Document excerpt:
____

Secretary of Defense Donald H. Rumsfeld Radio Interview with Melissa Block, NPR

Secretary of Defense Donald H. Rumsfeld Radio Interview with Melissa Block, NPR

    BLOCK:  I'm Melissa Block, and I'm joined by Defense Secretary Donald Rumsfeld to talk about the war in Iraq and an eventual U.S. troop withdrawal.  Secretary Rumsfeld, welcome to the program.

 

     SEC. RUMSFELD:  Thank you very much.  I'm delighted to be with you.

 

     BLOCK:  Let's start with the question of troop withdrawal.  Today General George Casey, the commander of forces in Iraq, confirmed that the two U.S. battalions that were brought in to provide security for the elections will leave in January.  You'd get back to your baseline then of about 138,000 troops. 

 

     I'm wondering beyond that, what specific benchmarks do you need to see that would allow for further reductions?

 

     SEC. RUMSFELD:  The thing that is critically important is for us to get through this period immediately ahead where the newly elected assembly selects the President and the Deputy Presidents and the Prime Minister, and then the Prime Minister selects the Ministers for the various ministries.  And the second most important thing in the period immediately ahead, is to continue working with the Iraqi security forces, and as they continue to develop greater capacity and capability we continue to plan to pass over responsibility to them for bases, for pieces of real estate.  They're now, for example, they did the bulk of the work in this election, providing security. They now manage over half of Baghdad which is an enormous city, and we just keep that process going.  As we do so, we'll be able to draw down U.S. and coalition forces, one would imagine, depending on conditions.

____

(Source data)
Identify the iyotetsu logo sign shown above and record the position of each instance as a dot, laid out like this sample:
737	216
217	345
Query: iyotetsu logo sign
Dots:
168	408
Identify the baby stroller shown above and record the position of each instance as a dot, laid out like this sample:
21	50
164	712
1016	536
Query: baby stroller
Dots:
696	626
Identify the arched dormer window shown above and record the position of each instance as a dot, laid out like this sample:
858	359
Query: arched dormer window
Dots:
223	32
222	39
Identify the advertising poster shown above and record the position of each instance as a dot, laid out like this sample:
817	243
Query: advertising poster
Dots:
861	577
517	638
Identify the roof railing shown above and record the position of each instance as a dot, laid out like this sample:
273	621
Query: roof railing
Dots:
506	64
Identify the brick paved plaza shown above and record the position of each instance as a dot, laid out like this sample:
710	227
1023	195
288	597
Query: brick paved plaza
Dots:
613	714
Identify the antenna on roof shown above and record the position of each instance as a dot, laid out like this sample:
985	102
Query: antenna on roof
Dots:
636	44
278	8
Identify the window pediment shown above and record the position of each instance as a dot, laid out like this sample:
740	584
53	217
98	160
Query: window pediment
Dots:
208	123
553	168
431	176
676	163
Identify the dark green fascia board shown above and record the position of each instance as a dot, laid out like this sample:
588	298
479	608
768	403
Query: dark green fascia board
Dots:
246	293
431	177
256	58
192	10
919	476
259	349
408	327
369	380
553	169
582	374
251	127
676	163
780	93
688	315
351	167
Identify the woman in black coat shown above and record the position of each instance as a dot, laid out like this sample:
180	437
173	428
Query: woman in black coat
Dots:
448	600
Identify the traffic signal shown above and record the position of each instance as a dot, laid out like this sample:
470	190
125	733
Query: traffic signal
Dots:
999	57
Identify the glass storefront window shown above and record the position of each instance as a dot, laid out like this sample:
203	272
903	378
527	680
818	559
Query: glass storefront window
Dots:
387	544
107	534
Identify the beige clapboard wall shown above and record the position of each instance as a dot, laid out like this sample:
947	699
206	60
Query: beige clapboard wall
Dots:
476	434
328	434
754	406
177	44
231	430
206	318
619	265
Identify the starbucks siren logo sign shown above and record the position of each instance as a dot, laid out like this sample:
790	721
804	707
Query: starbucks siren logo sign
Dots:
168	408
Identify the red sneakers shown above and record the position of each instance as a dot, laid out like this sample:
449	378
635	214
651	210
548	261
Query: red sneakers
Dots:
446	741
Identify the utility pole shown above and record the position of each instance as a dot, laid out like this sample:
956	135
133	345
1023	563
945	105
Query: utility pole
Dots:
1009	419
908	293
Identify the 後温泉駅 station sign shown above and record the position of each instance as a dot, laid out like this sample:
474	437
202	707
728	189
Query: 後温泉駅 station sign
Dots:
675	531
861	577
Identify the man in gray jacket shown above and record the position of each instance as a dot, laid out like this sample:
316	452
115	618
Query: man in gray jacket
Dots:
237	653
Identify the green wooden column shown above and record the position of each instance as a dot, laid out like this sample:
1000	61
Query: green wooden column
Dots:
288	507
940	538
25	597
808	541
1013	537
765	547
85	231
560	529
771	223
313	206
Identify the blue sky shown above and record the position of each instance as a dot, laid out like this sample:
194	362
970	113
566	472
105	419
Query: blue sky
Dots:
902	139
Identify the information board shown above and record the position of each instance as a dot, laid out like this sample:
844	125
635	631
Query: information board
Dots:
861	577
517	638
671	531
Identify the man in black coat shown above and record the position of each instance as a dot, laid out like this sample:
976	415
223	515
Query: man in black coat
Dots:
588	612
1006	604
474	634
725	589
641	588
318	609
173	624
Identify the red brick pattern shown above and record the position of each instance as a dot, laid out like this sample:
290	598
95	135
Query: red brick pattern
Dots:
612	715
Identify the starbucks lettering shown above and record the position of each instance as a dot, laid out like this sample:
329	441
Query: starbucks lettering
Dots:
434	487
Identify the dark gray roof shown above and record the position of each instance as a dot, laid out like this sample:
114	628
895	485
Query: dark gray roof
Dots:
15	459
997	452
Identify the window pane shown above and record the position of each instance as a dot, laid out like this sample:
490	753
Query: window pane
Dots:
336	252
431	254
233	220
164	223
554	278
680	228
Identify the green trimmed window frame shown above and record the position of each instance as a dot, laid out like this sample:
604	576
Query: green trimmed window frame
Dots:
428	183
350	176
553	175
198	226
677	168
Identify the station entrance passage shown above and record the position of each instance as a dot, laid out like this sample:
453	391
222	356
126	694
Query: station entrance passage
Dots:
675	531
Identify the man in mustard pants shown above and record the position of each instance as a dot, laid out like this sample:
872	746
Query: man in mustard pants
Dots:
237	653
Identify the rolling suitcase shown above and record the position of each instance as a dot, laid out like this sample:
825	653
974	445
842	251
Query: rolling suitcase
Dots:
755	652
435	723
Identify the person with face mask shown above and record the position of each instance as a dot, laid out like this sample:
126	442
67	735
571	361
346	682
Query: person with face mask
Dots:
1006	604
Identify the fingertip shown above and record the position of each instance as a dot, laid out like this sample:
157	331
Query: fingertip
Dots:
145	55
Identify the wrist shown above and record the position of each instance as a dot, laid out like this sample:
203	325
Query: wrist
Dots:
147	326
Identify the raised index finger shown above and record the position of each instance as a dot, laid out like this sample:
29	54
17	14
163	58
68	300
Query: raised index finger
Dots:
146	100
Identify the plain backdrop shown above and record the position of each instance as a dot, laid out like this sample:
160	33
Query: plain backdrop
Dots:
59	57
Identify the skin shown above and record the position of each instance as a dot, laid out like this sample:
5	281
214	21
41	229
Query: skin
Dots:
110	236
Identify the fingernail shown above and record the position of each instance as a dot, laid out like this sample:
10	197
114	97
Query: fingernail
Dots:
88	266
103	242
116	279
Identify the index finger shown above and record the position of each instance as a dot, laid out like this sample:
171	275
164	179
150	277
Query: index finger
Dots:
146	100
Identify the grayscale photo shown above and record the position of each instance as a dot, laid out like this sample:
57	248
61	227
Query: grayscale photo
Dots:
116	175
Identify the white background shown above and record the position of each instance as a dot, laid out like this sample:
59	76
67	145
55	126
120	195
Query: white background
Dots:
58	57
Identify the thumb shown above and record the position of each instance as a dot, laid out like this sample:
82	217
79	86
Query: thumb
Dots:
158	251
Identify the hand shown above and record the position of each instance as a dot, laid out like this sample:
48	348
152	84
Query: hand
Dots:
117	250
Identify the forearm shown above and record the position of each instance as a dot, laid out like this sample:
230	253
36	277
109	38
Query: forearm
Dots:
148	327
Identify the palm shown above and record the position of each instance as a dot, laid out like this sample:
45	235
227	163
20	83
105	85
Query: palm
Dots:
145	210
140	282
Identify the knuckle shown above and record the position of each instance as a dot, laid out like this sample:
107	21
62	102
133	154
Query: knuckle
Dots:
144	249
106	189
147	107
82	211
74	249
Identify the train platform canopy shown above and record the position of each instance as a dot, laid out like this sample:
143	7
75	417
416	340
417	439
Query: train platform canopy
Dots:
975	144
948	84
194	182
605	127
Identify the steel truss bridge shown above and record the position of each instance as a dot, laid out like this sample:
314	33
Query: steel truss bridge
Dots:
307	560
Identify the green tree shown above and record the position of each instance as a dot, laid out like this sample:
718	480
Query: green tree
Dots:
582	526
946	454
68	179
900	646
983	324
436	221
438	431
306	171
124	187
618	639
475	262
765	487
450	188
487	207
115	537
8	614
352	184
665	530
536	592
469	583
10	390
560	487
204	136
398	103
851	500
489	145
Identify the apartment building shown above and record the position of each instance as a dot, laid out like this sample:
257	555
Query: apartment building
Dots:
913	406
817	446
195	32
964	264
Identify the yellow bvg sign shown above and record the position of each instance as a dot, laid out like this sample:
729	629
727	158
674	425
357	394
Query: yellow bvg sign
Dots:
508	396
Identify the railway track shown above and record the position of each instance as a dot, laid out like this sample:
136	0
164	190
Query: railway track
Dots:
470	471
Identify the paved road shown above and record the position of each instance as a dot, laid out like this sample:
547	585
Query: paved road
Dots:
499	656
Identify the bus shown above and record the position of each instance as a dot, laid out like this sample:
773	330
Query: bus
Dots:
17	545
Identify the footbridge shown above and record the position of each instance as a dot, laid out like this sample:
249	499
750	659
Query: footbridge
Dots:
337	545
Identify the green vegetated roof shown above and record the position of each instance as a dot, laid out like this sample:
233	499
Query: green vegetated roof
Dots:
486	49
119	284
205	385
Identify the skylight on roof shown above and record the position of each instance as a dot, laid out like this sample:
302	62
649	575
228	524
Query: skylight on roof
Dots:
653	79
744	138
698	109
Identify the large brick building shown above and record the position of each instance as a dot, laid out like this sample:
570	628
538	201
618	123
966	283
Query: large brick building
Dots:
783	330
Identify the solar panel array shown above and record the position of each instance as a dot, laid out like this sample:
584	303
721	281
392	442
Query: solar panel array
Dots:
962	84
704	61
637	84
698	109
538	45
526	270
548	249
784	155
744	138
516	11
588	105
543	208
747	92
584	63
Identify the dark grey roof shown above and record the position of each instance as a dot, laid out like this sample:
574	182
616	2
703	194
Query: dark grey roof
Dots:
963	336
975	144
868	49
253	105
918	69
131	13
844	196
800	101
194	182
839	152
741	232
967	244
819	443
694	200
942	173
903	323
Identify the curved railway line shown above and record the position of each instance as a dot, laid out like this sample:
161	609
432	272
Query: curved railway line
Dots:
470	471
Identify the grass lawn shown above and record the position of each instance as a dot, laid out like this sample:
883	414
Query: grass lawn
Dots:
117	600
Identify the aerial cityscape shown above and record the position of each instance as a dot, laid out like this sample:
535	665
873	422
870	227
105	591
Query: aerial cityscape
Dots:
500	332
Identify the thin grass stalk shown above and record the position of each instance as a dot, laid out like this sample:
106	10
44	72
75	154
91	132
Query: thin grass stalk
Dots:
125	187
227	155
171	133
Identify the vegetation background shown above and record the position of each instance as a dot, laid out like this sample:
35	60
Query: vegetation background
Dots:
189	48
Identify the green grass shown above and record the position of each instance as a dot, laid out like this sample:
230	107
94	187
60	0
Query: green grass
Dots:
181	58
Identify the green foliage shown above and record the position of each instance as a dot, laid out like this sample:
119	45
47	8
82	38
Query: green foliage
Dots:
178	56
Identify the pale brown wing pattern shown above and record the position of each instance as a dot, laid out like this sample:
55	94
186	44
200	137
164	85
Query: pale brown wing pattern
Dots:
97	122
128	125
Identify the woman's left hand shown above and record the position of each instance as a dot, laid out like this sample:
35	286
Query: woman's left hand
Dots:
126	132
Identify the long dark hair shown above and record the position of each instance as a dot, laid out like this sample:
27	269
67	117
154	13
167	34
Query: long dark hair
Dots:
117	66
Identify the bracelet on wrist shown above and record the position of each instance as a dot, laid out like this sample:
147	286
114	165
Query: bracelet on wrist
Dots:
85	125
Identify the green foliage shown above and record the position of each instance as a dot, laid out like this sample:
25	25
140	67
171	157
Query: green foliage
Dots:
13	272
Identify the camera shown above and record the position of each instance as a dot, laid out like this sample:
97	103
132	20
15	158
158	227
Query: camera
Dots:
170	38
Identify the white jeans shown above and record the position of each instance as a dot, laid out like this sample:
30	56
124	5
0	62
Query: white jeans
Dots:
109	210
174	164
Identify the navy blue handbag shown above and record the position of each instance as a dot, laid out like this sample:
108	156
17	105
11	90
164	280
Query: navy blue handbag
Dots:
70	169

____

Work instructions:
- A) In the Rumsfeld interview transcript, how much of Baghdad does Rumsfeld say the Iraqi security forces now manage?
- B) Write the next portion of the Rumsfeld interview transcript, picking up after its final sentence.

Response list:
- A) Over half of Baghdad.

- B)
 

     BLOCK:  You know that after the elections last year in January there was a wave of attacks, and insurgent attacks lately have seemed to be growing more lethal, deadlier, more sophisticated.  Would you anticipate the same thing after these elections, and wouldn't that complicate these plans for withdrawal?

 

     SEC. RUMSFELD:  Actually the level of violence is down considerably from what it was during the January elections and during the October referendum on the constitution.  That's in terms of the numbers of attacks.

 

     You're quite right, the individual attacks have to some extent increased in lethality, as we've gone through this period as the terrorists have become somewhat more sophisticated in how they do things.

 

     Well, who knows?  We'll see what happens as we go forward.  The conditions on the ground the President has pointed out, will be what will determine the level of forces that are required and the success of the Iraqi security forces.  I mean it's their country.  Over time they're going to have to provide the security in that country and the only question is at what pace will that occur?  I must say, I've been very encouraged in seeing the success that the Iraqi security forces are having. I think they're notably stronger, they're larger, for sure, but the critical element is not just size.  It's also leadership and the relationship between the police and the army, and the relationship between the intelligence community and the army, so that all of those pieces, logistics, all those things that have to come together for a competent capability, army with a capability to do the tough job they're facing.  All of those things have to work and we're working on them all.

 

     BLOCK:  You mentioned a question about the pace of all of this.  Do you have a timeline in the back of your mind?

 

     SEC. RUMSFELD:  Well, we know --

 

     BLOCK:  In the front of your mind?

 

     SEC. RUMSFELD:  Sure.  We know roughly the rate at which the Iraqi security forces have grown, from zero to 220,000 right now, I suppose, and they're headed up to a much higher number and we know how long it takes to train them and so forth.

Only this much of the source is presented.